**RECORDS FOR PROCESSING**

==*==

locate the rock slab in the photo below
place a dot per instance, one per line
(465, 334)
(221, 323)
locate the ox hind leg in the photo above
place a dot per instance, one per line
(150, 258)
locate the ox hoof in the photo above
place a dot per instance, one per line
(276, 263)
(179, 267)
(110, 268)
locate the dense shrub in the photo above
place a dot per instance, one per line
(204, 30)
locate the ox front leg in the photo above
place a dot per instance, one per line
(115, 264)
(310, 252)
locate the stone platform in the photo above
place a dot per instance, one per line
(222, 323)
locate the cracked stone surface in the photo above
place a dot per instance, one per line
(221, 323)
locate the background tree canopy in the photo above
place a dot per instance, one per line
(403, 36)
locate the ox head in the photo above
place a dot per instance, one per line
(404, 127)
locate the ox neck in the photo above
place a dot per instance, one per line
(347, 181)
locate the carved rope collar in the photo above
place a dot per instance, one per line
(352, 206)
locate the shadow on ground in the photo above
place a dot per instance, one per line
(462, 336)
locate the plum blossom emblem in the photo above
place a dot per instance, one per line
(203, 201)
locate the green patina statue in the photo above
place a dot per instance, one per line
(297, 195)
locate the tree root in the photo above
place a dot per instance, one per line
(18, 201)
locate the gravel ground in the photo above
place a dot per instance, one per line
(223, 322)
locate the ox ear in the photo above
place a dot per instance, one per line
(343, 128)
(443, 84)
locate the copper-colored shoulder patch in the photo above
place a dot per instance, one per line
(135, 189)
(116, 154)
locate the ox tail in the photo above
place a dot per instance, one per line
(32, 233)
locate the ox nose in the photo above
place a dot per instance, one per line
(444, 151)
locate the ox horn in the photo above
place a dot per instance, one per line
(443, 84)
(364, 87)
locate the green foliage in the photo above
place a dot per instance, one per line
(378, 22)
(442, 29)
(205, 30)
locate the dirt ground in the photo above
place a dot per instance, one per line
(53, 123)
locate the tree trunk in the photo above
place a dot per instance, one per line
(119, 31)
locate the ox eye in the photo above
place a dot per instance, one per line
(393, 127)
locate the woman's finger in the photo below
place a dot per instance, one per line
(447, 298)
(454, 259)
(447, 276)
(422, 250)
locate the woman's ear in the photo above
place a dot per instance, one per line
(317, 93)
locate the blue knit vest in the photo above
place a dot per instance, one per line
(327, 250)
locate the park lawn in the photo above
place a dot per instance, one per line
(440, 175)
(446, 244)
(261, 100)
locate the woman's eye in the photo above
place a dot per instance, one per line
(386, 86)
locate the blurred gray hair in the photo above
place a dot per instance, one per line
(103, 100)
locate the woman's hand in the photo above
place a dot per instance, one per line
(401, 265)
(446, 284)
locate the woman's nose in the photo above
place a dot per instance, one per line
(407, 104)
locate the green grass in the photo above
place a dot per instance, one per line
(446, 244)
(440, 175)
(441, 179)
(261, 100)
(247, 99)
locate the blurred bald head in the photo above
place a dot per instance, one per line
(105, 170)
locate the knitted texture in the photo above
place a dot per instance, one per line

==*==

**PROBLEM TO SOLVE**
Copy all of the data exactly.

**ANSWER FOR THE TASK**
locate the rock slab in the photo below
place a dot per instance, one per line
(465, 334)
(221, 323)
locate the ox hind leg in the photo above
place a dot per instance, one per line
(150, 258)
locate the ox hoof in the photo above
place a dot per instance, one per line
(276, 263)
(179, 267)
(110, 268)
locate the dense shrub in the photo above
place a dot per instance, one per line
(204, 30)
locate the ox front leg in the photo above
place a dot per instance, one per line
(115, 264)
(310, 252)
locate the stone platform in the photo above
place a dot per instance, one per line
(222, 323)
locate the cracked stone surface in the photo above
place a dot per instance, one per line
(221, 323)
locate the background tree canopy in the photo above
place a dot per instance, one per line
(403, 36)
locate the ox head in the photo above
place a dot per instance, one per line
(404, 127)
locate the ox neck in the photo above
place a dot per instance, one per line
(347, 181)
locate the carved rope collar in the photo above
place a dot per instance, one per line
(352, 206)
locate the shadow on ground in the photo above
place a dot per instance, one per line
(462, 336)
locate the plum blossom emblem in the photo above
place a dot per instance, one per line
(203, 201)
locate the green patina statue in the photo above
place a dot per instance, one per line
(297, 195)
locate the tree root in the photo above
place a dot per instance, one per line
(18, 201)
locate the gravel ground in the photo above
place a dot per instance, one per line
(223, 322)
locate the ox ear in the photo above
place a dot per instance, one per line
(343, 128)
(443, 84)
locate the copper-colored shoulder patch in the photo above
place a dot per instance, one per line
(135, 189)
(116, 154)
locate the ox tail in the photo above
place a dot per instance, one per line
(32, 233)
locate the ox nose in the photo above
place a dot per instance, one per line
(444, 151)
locate the ox horn in the photo above
place a dot per instance, one per line
(443, 84)
(364, 87)
locate the green foliage in the photo above
place a dot per instance, one per line
(378, 22)
(442, 29)
(205, 30)
locate the dirt ground in the photo above
place a dot per instance, one per line
(53, 123)
locate the tree trunk in the photo above
place a dot per instance, one per line
(119, 31)
locate the ox eye in the photo above
place a dot per instance, one per line
(393, 127)
locate the woman's finger in the photo below
place a dot per instance, one per line
(447, 298)
(454, 259)
(447, 276)
(422, 250)
locate the woman's ear in the photo above
place a dot per instance, one per line
(317, 93)
locate the blue knit vest in the photo above
place a dot per instance, one per line
(327, 250)
locate the park lawn in the photo above
place a dot per instance, one per line
(440, 175)
(446, 244)
(261, 100)
locate the woman's eye in the photo above
place a dot per instance, one per line
(386, 86)
locate the blurred gray hair in the photo above
place a dot per instance, one per line
(103, 100)
locate the woman's hand in the photo above
place a dot per instance, one per line
(401, 265)
(446, 284)
locate the woman's nose in the photo above
place a dot per instance, one per line
(407, 104)
locate the green grass in the photo above
place a dot per instance, one per line
(446, 244)
(440, 175)
(441, 179)
(261, 100)
(247, 99)
locate the blurred bald head in the photo above
place a dot per instance, one per line
(105, 170)
locate the knitted texture in the photo above
place a dot per instance, one per line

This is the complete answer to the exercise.